* [Information supplied]:
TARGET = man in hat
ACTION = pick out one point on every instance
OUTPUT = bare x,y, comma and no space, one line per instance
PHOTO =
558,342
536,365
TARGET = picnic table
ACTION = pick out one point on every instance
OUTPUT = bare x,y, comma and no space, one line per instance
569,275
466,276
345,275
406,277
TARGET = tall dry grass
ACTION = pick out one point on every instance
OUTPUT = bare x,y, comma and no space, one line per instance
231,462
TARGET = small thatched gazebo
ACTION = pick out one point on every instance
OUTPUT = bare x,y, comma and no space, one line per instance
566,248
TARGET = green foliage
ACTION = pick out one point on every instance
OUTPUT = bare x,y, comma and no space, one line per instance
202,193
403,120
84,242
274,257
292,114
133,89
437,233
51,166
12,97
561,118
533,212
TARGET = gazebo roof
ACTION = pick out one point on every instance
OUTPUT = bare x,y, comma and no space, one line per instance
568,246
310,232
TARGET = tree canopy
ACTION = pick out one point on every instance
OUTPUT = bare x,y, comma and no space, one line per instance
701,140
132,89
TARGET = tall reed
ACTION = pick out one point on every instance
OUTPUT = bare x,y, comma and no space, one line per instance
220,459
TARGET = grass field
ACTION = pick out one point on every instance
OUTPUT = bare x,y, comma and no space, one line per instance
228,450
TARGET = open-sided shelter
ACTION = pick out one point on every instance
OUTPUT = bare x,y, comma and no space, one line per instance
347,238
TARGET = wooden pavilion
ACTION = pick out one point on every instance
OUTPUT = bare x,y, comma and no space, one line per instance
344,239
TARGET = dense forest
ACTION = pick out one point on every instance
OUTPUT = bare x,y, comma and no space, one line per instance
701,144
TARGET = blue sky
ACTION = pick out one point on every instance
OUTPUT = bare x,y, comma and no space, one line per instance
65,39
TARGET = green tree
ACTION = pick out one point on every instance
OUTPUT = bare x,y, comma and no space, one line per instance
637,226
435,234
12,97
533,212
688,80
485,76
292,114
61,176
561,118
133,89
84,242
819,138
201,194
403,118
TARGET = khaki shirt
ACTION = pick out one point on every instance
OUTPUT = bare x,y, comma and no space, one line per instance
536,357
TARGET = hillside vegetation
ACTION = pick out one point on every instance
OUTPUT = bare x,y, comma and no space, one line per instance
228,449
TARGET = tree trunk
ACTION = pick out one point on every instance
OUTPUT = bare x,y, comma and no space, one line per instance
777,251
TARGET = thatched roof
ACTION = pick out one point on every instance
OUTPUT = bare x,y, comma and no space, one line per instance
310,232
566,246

* [What the task asks]:
Reproduce every line of the data above verbatim, keeping the original order.

* [Response to the exercise]:
TARGET = man in hat
ACTION = pick out one point on every instance
OUTPUT = bare x,y, comma and no space, one line per instance
PHOTO =
558,342
536,365
TARGET = picnic table
ACTION = pick out one point on every instance
OUTPUT = bare x,y, comma and no space, one line per instance
569,275
466,276
345,275
406,277
TARGET = tall dry grass
ACTION = pick out one point on every instance
OUTPUT = bare x,y, comma and no space, one line per instance
231,462
TARGET = small thatched gazebo
ACTION = pick out one point on every instance
OUTPUT = bare x,y, comma and no space, one line per instance
566,248
TARGET = green foliage
ACTION = pick out one point on every instance
OUTPUT = bare x,y, comma and no space, one line per instance
202,193
403,120
84,242
274,257
292,114
133,89
437,233
51,166
12,97
561,118
533,212
TARGET = gazebo roof
ACTION = pick out one point on every instance
OUTPUT = bare x,y, comma and no space, one line per instance
568,246
310,232
TARGET = tree canopy
ACTION = pick out one point on every instance
OUTPUT = bare x,y, comma and no space, one line per instance
701,140
132,89
TARGET = tall reed
ACTION = pick out one point on every instance
OUTPUT = bare x,y, comma and no space, one line per instance
220,459
TARGET = grass field
ACTION = pick out one point on every instance
OUTPUT = bare x,y, comma and no space, one line per instance
228,450
TARGET = open-sided shelter
ACTION = pick out one point on every instance
OUTPUT = bare x,y, comma and no space, one line per instance
347,238
TARGET = wooden pavilion
ACTION = pick out one point on every instance
OUTPUT = bare x,y, comma and no space, one line per instance
344,239
TARGET = dense forest
ACTION = pick out one point on every instance
OUTPUT = bare x,y, comma and no space, one line per instance
701,144
TARGET = blue sky
ACTION = pick out one point on every instance
OUTPUT = bare x,y, comma and no space, one line per instance
65,39
TARGET = green tree
ACTION = pick out one point on every instance
OUTPUT = bare x,y, comma and no space, one line per instance
637,226
435,234
12,97
533,212
688,80
485,76
292,114
61,176
561,118
133,89
84,242
819,138
201,194
403,118
TARGET = khaki shirt
ACTION = pick out one point on every instance
OUTPUT = bare x,y, comma and no space, one line per instance
536,357
TARGET = hillside vegetation
ACTION = pick out one point on every instance
OUTPUT = bare x,y, comma and no space, one line per instance
228,449
TARGET = tree trunk
ACTION = pick out one point on every instance
OUTPUT = bare x,y, comma and no space, one line per instance
777,251
TARGET = thatched roof
ACTION = pick out one point on every instance
OUTPUT = bare x,y, comma and no space, one line per instance
310,232
566,246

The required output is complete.